**Extracted text**
The Orem Owlz were a Minor League Baseball team located in Orem, Utah, United States, from 2001 to 2020. The team competed in the Pioneer League as a Rookie League affiliate of the Los Angeles Angels. The Owlz played their home games at Home of the Owlz on the campus of Utah Valley University. They were previously known as the Provo Angels from 2001 to 2004.

In conjunction with a contraction of Minor League Baseball in 2021, the Pioneer League, of which the Owlz had been members since 2001, was converted from an MLB-affiliated Rookie Advanced league to an independent baseball league and granted status as an MLB Partner League. Concurrent to this change, the Owlz relocated to Windsor, Colorado, and became the Northern Colorado Owlz.

History
Formerly known as the Provo Angels (2001–2004), the team originally played at the Larry H. Miller Field on the campus of Brigham Young University in northeastern Provo. After the 2004 season, the team changed ownership and moved from Provo to a new stadium in neighboring Orem. While retaining its affiliation with the Angels Major League Baseball club, the team introduced a new name and logo at the time of their move. The Owlz also introduced a new mascot named Hootz, a red owl with a head in the shape of a large baseball. Hootz was married in 2009 in an on-field ceremony to Holly, a female owl. According to team lore, the two Mascot Owlz lived in an abandoned oak tree that was offered by an Orem host family.

The Owlz played in the Pioneer League, which was a Rookie League with an abbreviated schedule (short-season). The team won five Pioneer League titles; one while in Provo (2004), and four while in Orem (2005, 2007, 2009, and 2016). With its championship victory in 2016, the Orem Owlz became the quickest franchise in Pioneer League history to win five championships, doing so in just 17 years. The team also finished first in the South Division of the Pioneer League eight times.

The team is prominently mentioned in the book Odd Man Out: A Year on the Mound with a Minor League Misfit, a memoir recounting the author's one season playing for the Provo Angels.

**Directions**
1. In the Orem Owlz text, what was the name of the team's mascot?
2. Write out the part of the Orem Owlz text between "The Owlz played in" and "League eight times.", inclusive, word for word.

**Extracted entries**
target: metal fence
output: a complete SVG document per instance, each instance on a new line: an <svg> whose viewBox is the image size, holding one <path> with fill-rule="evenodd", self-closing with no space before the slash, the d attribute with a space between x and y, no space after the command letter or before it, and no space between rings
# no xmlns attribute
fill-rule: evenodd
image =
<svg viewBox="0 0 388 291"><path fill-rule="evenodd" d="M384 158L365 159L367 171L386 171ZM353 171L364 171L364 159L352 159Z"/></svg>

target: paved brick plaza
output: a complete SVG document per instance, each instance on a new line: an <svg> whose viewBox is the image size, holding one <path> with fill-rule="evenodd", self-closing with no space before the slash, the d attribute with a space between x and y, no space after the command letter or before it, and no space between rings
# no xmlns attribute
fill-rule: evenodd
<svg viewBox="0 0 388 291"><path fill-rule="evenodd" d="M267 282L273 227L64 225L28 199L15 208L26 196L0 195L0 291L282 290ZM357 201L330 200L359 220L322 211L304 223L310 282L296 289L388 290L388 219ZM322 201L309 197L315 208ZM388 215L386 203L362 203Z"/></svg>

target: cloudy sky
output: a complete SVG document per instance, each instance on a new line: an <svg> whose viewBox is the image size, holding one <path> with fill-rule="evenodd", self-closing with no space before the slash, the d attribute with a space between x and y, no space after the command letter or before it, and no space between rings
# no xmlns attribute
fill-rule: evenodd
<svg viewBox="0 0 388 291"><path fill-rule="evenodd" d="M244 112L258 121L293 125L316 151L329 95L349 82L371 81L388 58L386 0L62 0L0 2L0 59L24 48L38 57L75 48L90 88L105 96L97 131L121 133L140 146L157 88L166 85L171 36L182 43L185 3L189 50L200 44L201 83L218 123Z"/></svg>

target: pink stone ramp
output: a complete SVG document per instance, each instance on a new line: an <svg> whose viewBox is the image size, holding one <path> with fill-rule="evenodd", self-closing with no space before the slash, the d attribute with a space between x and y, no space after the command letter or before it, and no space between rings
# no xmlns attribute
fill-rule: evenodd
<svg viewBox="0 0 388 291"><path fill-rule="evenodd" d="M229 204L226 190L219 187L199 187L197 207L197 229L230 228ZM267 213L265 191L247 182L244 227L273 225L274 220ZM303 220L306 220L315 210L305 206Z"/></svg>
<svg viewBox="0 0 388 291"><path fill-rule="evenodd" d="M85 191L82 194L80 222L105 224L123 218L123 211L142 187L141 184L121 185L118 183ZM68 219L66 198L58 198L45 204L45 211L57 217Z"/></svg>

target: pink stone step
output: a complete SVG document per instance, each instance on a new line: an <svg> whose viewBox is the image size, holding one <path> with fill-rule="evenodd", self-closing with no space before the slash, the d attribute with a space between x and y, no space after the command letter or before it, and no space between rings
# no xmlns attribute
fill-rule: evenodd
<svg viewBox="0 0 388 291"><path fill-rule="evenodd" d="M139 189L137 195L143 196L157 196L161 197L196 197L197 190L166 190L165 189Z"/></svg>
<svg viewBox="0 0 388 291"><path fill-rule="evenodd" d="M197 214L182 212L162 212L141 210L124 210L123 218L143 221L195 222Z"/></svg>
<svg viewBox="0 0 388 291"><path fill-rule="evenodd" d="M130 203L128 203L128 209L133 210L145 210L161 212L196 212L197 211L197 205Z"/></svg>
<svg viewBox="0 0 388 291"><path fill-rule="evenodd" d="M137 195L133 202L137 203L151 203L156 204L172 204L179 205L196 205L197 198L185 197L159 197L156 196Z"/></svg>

**The answers**
1. Hootz

2.
The Owlz played in the Pioneer League, which was a Rookie League with an abbreviated schedule (short-season). The team won five Pioneer League titles; one while in Provo (2004), and four while in Orem (2005, 2007, 2009, and 2016). With its championship victory in 2016, the Orem Owlz became the quickest franchise in Pioneer League history to win five championships, doing so in just 17 years. The team also finished first in the South Division of the Pioneer League eight times.